*** Opening Text segment ***

After every point, cite the source file in brackets, like [regs/ab-ohs-part12]. Quote regulations in 15 words or less. Reference CSA or other licensed standards by clause number only — never reproduce their text.
Header: topic, date, "DRAFT — FOR REVIEW BY {{reviewer_name}}".
REFERENCE FILES: {{relevant files from briefing-kb/}}
What a good draft looks like:
┌─────────────────────────────────────────────────────────────┐
│ TOOLBOX TALK — Pinch Points 2026-06-15 │
│ DRAFT — FOR REVIEW BY KAMAL │
├─────────────────────────────────────────────────────────────┤
│ Why this matters this week: On Tuesday one of our crew │
│ nearly lost a fingertip resetting the lift gate. It took │
│ two seconds and nobody was being careless. │
│ [incidents/2026-06-09-pinch-point-nearmiss] │
│ │
│ Three things to do: │
│ 1. Gloves on before the gate moves — not after. [proce…] │
│ 2. One hand on the control, one hand visible. [equipment…] │
│ 3. Call "hands clear" before anyone activates. [proce…] │
│ │
│ Talk about it: │
│ • Where's the worst pinch point on our current site? │
│ • What made Tuesday's near-miss so easy to walk into? │
│ • What would you tell a first-week apprentice about gates? │
└─────────────────────────────────────────────────────────────┘
Phase 4 — Review, deliver, archive
DRAFT lands (Monday 6 am)
│
▼
YOU read every word ── fix what's off ── this gate is the whole system's
│ integrity. The AI assists; the
▼ qualified human signs.
DELIVER at the huddle
│
▼
ARCHIVE: talks/2026-06-15-pinch-points.md
+ who attended
│
▼
in regulated trades this archive IS your
compliance record when the auditor asks
Folder structure (the whole system)
briefing-generator/
├── CLAUDE.md ← the AI-builder brief (ships in this kit)
├── briefing-kb/ ← the knowledge folder (Phase 1)
│ ├── regs/ procedures/ incidents/ equipment/
├── topics.md ← the queue (Phase 2)
├── talks/ ← dated, delivered archive (Phase 4)
├── prompts/
│ └── drafter.md ← the prompt, versioned
└── scripts/
└── monday.ts ← pick next topic → gather files → draft → notify you
Hard rules learned in production
- Every output is watermarked DRAFT and reviewed by the qualified human before it reaches a worker. The AI assists; it never substitutes.
- Ground every draft in your own sources with per-point citations. Reject any draft with an uncited claim.
- Quote regulations ≤ 15 words with citation; never reproduce licensed standards (CSA and similar) — clause numbers only.
- ~250 words. A toolbox talk is five minutes. Longer drafts get skimmed, not delivered.
- Anonymize incident files — lessons, not blame.

*** Closing Text segment ***

- Exercise requirements -
Copy out the part of the toolbox talk guide that runs from "- Quote regulations" up to and including "lessons, not blame.". Rely only on the toolbox talk guide.

*** Opening Supplied entries ***

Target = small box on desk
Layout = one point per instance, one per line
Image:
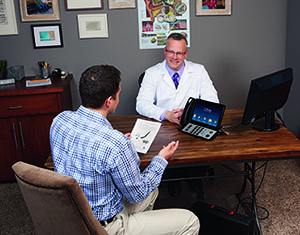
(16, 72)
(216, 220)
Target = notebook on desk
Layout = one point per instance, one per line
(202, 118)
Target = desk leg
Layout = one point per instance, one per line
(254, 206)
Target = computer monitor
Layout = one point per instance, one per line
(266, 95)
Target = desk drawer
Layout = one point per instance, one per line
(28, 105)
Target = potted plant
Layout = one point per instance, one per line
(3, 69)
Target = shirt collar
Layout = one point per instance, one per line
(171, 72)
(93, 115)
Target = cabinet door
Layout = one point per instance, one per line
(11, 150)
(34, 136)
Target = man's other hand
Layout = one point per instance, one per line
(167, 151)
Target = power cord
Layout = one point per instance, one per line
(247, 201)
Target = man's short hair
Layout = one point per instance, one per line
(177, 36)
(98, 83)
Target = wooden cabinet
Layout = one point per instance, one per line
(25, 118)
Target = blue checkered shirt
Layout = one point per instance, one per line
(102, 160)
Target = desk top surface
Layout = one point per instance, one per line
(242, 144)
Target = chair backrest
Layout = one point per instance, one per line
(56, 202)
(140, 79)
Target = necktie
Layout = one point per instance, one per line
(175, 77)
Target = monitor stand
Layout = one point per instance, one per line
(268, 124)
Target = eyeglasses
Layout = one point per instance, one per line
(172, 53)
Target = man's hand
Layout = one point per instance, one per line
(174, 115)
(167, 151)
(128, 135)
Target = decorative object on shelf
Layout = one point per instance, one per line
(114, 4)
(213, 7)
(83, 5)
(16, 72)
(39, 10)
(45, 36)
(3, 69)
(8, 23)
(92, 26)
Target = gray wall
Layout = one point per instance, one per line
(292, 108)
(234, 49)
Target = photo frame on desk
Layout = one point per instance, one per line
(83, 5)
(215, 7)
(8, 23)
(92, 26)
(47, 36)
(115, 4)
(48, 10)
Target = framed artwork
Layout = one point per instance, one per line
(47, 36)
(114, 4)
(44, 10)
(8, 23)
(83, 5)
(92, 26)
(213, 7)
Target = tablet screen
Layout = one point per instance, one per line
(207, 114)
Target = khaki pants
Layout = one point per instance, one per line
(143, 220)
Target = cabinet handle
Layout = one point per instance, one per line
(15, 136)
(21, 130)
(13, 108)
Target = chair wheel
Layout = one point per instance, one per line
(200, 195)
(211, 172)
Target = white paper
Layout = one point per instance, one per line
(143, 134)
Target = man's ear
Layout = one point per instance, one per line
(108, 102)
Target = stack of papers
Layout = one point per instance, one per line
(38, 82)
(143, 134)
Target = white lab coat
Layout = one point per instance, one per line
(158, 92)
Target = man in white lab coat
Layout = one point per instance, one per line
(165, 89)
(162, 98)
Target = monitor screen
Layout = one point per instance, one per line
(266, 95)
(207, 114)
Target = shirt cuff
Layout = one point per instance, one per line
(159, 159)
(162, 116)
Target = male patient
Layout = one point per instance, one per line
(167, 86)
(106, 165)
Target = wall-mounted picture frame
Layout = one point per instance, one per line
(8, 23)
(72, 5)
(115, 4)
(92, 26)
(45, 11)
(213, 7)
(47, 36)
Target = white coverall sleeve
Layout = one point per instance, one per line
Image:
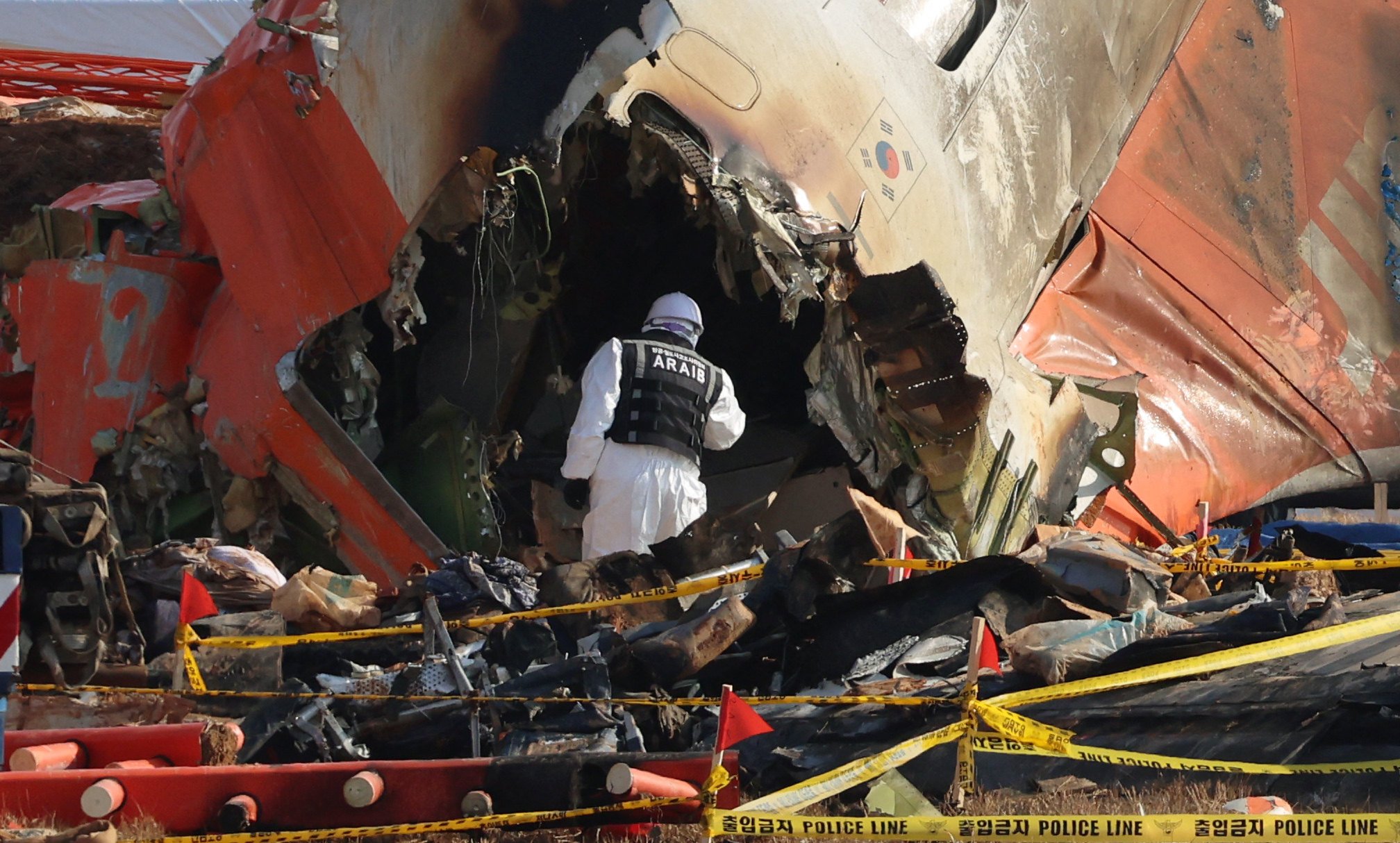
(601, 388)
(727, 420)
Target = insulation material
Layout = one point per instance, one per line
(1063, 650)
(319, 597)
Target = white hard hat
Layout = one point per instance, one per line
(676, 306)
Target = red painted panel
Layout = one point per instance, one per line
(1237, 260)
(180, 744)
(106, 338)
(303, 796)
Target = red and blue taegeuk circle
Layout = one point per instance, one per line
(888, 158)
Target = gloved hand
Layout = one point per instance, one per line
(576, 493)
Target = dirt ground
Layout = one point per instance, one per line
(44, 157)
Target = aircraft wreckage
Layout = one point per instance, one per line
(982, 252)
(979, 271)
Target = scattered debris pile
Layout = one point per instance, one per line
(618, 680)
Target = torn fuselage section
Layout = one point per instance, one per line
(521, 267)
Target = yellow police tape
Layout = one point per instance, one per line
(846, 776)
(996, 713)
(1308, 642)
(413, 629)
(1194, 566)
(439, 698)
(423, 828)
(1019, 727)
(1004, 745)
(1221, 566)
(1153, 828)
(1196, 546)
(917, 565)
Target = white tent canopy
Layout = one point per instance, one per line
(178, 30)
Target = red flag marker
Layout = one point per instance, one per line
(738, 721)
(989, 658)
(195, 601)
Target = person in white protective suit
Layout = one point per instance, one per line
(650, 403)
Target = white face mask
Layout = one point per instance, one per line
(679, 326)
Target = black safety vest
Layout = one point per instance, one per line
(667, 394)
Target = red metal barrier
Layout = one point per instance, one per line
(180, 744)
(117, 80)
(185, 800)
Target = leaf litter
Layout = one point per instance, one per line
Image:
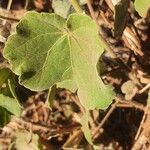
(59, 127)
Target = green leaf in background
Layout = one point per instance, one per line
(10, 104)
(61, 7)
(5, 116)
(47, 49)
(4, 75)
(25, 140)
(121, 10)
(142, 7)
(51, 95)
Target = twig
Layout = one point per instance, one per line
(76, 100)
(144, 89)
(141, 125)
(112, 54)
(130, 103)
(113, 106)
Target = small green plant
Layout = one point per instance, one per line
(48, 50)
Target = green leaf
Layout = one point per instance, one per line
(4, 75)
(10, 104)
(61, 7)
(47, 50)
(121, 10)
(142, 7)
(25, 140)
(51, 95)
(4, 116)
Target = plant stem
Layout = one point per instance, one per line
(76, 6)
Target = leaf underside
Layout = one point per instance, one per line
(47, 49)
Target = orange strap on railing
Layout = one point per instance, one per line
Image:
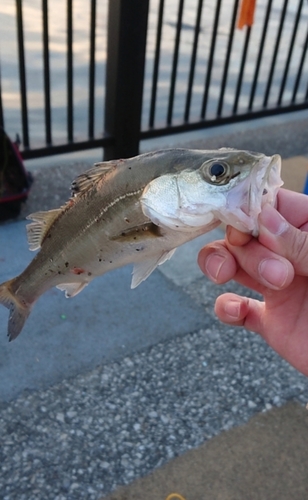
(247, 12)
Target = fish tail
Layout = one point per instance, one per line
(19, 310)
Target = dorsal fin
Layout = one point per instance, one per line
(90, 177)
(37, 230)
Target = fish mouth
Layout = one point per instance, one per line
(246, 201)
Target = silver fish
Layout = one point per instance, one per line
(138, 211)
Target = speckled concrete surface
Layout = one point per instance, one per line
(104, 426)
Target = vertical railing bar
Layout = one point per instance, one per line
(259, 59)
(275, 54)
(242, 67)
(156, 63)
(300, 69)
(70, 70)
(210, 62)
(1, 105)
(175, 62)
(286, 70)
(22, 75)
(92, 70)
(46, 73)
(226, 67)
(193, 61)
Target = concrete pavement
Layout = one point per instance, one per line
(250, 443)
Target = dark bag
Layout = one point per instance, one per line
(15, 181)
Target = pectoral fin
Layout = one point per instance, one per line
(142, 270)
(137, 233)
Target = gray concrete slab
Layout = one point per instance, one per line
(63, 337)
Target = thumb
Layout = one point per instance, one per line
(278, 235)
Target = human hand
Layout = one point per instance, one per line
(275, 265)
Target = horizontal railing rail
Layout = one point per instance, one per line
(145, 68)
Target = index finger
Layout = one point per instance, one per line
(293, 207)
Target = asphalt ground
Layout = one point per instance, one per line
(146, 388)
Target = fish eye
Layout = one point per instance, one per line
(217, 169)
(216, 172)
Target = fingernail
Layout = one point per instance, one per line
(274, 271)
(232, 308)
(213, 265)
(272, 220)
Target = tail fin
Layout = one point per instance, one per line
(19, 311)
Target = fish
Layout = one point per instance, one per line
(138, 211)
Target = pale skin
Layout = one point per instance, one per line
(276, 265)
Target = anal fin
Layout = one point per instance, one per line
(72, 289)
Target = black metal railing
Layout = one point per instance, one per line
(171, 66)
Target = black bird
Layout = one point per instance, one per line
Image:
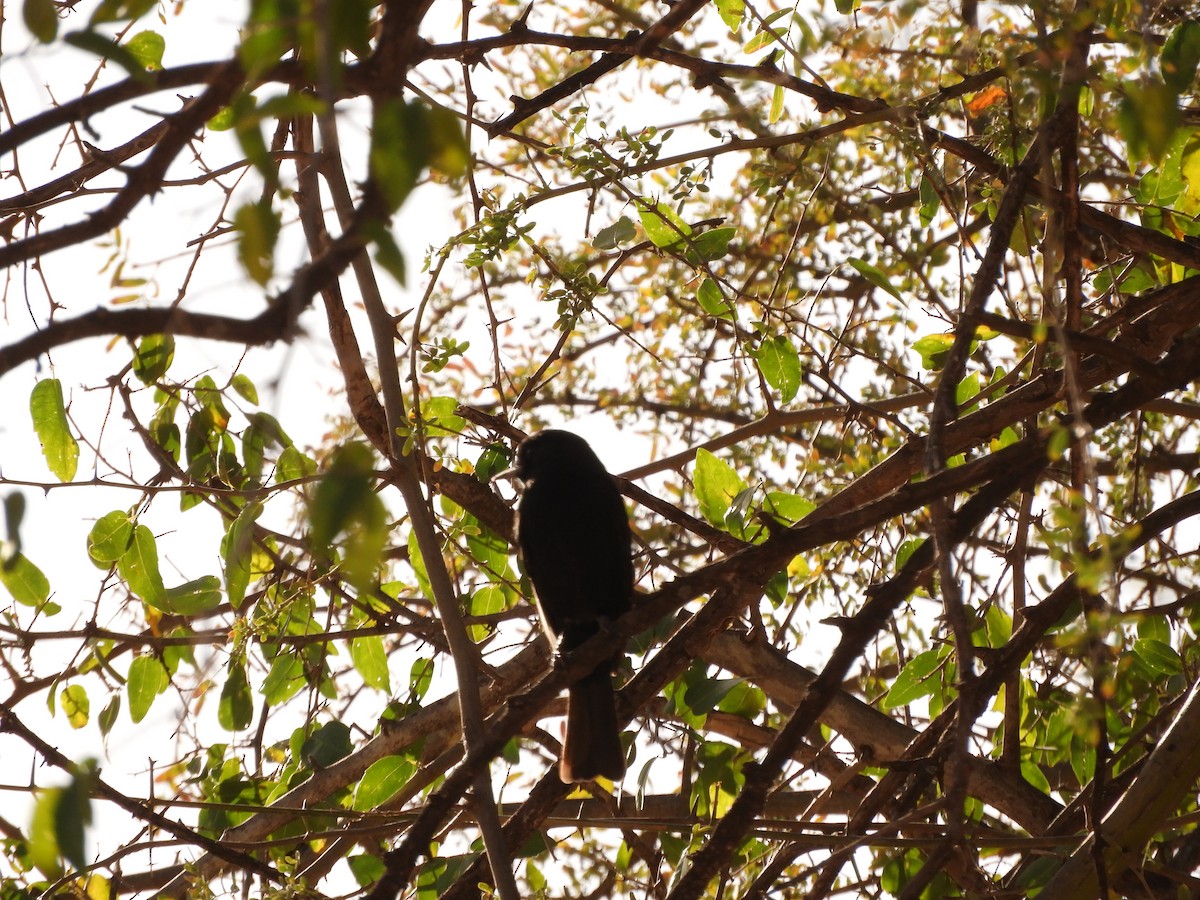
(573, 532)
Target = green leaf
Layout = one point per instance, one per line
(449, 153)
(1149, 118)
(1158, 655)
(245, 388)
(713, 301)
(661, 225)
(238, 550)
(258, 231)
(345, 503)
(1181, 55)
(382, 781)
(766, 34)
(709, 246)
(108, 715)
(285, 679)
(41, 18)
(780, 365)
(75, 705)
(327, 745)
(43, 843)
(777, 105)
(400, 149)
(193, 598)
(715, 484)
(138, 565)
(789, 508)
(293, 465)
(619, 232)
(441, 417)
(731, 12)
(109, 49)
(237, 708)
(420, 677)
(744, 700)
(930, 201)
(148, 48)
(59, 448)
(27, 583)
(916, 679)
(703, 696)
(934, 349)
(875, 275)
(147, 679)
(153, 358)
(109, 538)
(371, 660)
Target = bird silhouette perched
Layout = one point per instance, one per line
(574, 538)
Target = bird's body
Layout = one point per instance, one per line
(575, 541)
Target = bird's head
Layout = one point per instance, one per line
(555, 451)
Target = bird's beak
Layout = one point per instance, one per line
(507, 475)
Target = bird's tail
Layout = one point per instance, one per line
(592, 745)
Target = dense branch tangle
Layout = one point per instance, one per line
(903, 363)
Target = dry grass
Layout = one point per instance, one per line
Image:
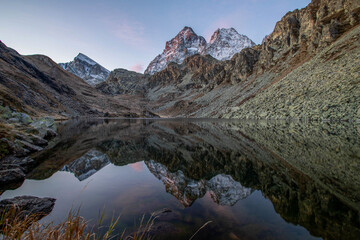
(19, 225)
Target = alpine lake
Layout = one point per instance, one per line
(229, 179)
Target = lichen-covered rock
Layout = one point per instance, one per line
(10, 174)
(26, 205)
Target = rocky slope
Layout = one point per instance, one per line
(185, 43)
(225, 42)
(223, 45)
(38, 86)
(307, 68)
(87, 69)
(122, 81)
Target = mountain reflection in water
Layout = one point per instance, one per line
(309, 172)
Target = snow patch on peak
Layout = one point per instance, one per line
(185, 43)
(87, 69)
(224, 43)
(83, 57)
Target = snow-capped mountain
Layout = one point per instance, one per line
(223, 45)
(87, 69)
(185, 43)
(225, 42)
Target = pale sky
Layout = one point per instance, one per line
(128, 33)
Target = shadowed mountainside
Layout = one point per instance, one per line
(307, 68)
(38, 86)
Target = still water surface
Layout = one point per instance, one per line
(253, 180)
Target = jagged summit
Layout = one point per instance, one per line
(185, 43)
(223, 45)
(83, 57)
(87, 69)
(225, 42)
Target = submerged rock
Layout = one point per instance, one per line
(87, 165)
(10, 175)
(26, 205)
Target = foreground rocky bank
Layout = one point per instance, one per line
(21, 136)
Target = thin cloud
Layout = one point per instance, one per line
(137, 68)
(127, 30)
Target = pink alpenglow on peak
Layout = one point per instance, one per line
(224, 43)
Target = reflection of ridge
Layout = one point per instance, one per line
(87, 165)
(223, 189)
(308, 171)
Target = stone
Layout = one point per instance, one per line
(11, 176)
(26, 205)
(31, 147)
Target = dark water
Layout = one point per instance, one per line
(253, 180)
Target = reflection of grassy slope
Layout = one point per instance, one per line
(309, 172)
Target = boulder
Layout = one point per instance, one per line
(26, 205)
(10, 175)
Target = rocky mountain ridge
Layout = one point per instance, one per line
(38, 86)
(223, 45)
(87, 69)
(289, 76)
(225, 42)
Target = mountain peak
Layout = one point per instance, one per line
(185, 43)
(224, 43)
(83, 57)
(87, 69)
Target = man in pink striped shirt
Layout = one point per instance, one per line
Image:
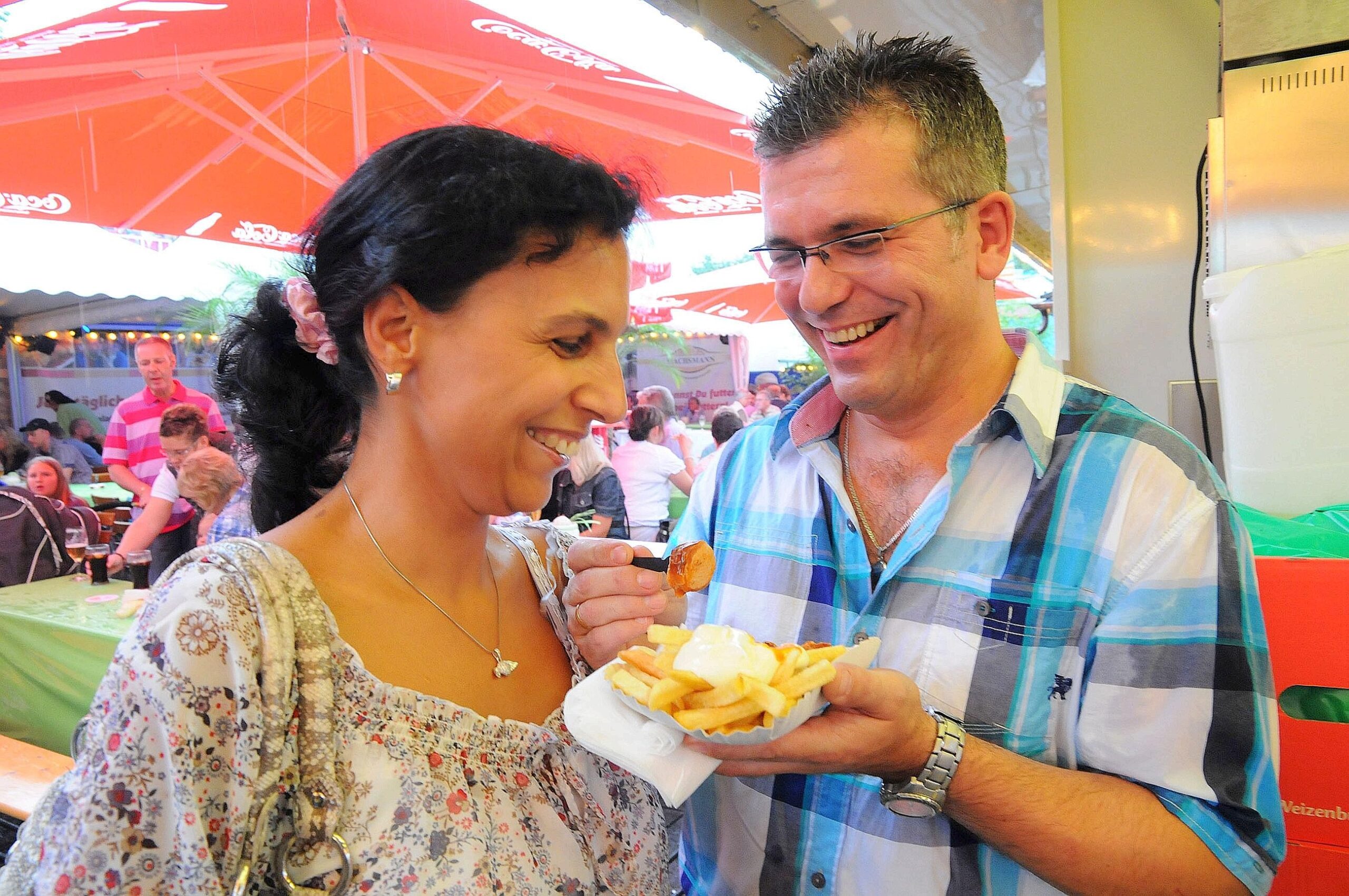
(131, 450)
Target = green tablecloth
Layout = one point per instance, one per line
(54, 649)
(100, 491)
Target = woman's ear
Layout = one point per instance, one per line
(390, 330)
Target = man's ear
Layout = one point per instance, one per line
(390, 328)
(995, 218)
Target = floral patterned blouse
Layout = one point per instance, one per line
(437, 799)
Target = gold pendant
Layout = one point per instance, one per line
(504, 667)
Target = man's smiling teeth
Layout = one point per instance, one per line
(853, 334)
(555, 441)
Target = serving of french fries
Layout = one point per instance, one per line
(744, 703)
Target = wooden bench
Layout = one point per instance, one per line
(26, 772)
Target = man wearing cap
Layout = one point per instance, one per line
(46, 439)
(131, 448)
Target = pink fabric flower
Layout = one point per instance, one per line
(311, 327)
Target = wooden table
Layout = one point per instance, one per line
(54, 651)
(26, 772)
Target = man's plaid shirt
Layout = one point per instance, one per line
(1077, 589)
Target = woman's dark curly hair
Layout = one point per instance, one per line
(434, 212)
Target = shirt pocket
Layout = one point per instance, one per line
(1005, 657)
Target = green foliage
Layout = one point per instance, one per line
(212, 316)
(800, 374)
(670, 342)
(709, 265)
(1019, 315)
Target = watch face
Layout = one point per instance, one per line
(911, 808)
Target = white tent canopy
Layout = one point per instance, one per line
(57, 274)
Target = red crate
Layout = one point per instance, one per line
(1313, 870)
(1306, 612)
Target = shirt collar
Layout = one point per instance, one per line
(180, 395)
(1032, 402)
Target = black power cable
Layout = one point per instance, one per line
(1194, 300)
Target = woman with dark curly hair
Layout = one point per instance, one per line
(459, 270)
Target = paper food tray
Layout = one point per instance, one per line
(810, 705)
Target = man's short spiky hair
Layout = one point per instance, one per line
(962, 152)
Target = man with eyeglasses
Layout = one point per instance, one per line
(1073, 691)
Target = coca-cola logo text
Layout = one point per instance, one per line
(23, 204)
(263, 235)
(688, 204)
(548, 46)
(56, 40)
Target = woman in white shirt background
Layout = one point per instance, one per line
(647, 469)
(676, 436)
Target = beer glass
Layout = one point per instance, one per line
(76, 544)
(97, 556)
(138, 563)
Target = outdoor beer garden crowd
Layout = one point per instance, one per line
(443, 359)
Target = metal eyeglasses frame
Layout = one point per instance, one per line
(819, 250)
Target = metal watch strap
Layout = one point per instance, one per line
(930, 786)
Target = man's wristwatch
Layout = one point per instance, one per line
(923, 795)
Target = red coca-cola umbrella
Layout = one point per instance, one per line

*** Closing Supplied entries ***

- Answer -
- Quote regulations ≤ 15 words with citation; never reproduce licensed standards (CSA and similar) — clause numbers only.
- ~250 words. A toolbox talk is five minutes. Longer drafts get skimmed, not delivered.
- Anonymize incident files — lessons, not blame.